### Aim
Please return each line of the data below that contains the string "roof". Case matters.

### Supplied records

━━━

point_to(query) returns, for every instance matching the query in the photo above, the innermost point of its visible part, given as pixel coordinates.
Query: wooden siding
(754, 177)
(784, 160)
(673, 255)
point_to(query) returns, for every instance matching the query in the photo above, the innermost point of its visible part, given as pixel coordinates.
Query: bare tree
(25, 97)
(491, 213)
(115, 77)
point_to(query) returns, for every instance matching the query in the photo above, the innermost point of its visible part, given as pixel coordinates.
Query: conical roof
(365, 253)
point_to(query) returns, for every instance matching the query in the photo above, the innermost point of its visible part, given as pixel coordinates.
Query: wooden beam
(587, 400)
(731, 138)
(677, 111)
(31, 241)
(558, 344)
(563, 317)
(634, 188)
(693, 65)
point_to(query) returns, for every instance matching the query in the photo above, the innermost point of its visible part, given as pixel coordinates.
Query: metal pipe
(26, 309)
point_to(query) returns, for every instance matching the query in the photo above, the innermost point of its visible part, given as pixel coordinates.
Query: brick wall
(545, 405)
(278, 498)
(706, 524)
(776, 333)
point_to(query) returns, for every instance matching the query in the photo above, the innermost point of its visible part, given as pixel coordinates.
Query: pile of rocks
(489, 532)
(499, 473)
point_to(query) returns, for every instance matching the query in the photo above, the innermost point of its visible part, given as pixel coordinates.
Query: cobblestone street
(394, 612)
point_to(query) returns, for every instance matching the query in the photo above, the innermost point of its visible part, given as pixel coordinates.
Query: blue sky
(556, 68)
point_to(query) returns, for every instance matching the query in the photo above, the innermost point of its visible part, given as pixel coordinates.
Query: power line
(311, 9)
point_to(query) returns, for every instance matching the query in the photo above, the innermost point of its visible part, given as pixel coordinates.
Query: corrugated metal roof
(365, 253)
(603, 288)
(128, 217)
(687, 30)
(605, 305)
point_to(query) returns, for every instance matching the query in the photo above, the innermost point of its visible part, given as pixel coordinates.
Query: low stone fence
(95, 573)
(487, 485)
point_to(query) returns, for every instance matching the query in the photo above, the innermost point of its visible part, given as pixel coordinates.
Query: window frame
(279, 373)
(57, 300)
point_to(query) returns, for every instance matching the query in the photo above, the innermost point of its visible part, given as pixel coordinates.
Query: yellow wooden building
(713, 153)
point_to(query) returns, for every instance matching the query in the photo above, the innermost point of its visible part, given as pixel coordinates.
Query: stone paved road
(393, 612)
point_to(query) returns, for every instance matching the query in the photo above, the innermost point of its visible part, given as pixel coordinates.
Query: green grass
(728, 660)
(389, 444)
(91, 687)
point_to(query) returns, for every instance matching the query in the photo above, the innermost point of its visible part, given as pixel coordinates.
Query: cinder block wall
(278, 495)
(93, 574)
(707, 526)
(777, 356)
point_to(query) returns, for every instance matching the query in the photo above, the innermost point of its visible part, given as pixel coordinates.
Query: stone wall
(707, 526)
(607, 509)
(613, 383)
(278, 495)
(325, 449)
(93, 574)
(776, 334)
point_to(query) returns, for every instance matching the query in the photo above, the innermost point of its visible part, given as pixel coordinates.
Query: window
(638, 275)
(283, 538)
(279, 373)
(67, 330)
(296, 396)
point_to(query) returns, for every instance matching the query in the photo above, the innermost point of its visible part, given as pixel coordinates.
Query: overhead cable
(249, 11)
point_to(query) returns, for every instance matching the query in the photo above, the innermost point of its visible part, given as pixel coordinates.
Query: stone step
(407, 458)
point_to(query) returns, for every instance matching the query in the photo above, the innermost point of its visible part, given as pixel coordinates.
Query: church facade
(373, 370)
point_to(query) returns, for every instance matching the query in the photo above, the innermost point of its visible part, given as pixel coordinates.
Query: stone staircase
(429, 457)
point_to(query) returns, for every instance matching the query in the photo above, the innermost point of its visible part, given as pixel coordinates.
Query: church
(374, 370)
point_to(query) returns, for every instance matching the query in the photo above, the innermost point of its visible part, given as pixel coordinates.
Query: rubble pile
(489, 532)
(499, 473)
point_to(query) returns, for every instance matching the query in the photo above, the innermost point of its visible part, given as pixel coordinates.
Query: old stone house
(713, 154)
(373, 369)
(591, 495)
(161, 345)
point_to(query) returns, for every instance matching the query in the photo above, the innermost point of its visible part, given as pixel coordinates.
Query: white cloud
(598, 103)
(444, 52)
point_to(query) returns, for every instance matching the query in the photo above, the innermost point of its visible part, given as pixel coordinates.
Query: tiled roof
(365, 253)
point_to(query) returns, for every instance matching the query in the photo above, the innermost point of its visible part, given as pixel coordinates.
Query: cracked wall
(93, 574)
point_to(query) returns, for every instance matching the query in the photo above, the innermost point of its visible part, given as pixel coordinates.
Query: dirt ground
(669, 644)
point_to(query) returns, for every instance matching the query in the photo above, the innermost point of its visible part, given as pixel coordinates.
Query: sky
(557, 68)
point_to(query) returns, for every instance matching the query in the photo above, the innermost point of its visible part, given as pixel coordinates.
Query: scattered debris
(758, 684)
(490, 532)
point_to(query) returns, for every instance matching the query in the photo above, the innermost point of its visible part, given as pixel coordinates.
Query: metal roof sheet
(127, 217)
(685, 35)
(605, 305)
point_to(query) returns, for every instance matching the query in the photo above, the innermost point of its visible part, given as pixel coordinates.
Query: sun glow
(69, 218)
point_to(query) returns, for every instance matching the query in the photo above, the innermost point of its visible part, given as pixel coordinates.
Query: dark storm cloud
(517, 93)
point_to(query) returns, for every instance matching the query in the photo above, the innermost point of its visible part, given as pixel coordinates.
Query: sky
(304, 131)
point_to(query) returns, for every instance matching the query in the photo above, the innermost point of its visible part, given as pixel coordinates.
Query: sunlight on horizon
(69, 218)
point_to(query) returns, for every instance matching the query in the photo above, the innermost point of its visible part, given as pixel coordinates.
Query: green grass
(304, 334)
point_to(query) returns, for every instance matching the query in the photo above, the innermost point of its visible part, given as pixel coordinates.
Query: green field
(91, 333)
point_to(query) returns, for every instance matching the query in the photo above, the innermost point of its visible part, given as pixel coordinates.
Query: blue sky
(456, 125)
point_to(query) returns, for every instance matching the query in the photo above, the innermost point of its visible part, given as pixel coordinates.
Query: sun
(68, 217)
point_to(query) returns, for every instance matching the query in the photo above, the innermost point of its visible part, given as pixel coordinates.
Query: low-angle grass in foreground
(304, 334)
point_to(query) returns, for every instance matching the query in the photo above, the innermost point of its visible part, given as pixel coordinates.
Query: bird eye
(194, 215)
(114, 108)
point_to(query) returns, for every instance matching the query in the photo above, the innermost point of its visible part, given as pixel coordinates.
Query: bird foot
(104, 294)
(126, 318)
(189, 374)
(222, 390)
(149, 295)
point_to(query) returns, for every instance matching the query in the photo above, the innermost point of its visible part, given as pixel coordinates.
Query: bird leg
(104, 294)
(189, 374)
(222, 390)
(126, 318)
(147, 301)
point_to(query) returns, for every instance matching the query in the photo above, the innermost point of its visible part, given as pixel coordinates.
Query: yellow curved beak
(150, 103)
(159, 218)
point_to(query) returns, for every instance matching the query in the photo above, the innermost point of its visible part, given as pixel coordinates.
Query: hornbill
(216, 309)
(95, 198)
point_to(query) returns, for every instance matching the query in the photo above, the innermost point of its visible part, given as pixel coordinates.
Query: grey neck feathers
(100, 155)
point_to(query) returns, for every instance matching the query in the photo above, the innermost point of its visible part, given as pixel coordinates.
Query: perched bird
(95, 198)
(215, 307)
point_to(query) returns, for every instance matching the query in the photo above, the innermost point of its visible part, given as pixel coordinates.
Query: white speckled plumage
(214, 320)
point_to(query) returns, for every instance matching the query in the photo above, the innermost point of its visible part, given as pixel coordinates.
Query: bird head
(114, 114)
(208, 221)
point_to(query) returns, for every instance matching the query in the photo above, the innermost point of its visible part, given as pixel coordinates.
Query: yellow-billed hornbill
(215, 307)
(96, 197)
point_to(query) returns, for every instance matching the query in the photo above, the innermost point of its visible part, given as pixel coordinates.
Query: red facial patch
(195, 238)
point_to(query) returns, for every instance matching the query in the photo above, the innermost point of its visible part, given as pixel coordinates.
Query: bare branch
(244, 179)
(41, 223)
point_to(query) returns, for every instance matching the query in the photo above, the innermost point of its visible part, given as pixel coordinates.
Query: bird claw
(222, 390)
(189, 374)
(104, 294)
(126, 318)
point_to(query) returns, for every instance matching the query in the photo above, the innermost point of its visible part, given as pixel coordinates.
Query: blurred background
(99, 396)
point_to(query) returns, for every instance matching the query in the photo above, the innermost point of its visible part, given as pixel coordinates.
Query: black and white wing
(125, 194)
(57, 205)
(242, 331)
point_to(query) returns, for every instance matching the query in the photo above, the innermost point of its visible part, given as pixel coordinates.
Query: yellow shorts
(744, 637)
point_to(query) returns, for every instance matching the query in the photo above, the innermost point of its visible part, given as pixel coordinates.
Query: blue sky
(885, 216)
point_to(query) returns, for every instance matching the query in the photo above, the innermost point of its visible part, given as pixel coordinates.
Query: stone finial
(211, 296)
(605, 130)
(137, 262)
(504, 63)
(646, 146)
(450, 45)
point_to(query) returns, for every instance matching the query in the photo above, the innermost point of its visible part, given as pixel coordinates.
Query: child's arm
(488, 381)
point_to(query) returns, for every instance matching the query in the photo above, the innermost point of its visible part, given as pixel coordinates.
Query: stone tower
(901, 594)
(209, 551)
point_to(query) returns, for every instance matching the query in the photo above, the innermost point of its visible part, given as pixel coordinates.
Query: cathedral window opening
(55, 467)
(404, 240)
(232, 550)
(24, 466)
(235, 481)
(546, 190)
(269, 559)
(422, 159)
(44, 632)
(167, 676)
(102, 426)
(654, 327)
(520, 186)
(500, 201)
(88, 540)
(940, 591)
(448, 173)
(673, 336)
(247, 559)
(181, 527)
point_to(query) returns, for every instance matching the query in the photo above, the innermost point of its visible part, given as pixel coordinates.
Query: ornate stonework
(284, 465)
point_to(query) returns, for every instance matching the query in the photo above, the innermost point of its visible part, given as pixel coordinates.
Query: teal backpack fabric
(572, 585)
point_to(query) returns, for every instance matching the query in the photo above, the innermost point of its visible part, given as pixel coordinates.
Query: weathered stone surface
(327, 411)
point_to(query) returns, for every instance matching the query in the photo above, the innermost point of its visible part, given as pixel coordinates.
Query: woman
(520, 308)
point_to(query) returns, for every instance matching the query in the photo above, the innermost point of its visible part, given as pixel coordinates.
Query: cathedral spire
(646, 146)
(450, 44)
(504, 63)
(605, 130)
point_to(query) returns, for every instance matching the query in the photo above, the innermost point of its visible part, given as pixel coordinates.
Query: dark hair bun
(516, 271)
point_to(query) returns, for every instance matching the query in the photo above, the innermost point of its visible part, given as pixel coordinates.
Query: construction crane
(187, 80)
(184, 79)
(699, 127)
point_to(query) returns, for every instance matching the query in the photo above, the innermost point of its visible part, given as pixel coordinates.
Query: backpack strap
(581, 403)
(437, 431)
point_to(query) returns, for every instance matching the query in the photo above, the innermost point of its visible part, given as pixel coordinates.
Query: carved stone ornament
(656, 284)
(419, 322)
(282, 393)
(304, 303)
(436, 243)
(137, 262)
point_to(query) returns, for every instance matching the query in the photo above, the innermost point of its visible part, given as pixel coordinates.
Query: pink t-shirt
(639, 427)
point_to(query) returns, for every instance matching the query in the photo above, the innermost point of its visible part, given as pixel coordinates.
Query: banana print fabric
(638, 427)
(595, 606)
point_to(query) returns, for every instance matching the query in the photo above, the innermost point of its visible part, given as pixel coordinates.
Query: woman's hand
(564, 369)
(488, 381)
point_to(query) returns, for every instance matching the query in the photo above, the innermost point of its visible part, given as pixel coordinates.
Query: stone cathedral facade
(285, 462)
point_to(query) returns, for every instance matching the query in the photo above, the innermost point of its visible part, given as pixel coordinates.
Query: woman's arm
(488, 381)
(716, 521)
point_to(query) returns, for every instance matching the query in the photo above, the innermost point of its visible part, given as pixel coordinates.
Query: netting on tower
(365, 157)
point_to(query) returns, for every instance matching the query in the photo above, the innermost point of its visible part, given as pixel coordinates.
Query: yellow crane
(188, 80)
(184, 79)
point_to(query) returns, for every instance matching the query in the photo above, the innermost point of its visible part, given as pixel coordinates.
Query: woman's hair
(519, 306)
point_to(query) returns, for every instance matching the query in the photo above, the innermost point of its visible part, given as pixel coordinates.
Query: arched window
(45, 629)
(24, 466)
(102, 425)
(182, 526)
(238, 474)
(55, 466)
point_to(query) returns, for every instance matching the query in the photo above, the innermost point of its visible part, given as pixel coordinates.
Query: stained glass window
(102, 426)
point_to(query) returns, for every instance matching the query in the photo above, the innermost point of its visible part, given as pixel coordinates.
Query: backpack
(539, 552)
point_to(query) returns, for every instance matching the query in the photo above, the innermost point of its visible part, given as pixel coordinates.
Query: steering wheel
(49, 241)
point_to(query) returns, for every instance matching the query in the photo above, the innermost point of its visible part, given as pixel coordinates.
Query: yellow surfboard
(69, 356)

━━━

### Exercise answer
Query: conical roof
Query: corrugated metal roof
Query: tiled roof
Query: metal roof sheet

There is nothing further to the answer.